DATA RECORDS:
---*---
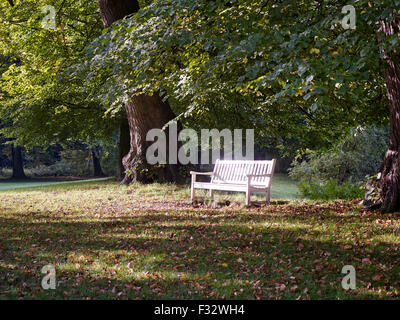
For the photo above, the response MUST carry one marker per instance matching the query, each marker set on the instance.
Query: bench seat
(237, 175)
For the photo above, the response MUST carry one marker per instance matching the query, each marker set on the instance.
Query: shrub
(330, 190)
(357, 155)
(339, 172)
(58, 169)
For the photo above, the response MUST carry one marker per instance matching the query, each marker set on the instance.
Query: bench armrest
(249, 175)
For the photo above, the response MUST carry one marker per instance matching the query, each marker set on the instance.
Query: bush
(339, 172)
(330, 190)
(359, 154)
(58, 169)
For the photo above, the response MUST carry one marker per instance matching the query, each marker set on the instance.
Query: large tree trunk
(18, 168)
(97, 170)
(144, 113)
(388, 181)
(124, 146)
---*---
INSTRUCTIONS FOR THE TASK: The records above must be printed exactly, but the pictures they hold should be omitted.

WRITTEN RESPONSE:
For the photo above, the response MUST carry one marker per instance matching the query, each marker set on the instance.
Query: bench seat
(237, 175)
For the photo above, the response MUST carry one marker per instance matching the query, each marker set on the instance.
Query: shrub
(330, 190)
(357, 155)
(339, 172)
(58, 169)
For the photo above, the response MUST carry one marker per instance matching the query, each marker set on the instance.
Query: bench armrest
(249, 175)
For the photo above, the response MUST carry one marker per instance matching the query, each marker set on the instance.
Query: bush
(339, 172)
(330, 190)
(359, 154)
(58, 169)
For the photo above, the response MUST carry one marker per instance matching the query, each marker set on the instance.
Query: large tree trunk
(18, 168)
(97, 170)
(144, 113)
(388, 181)
(124, 146)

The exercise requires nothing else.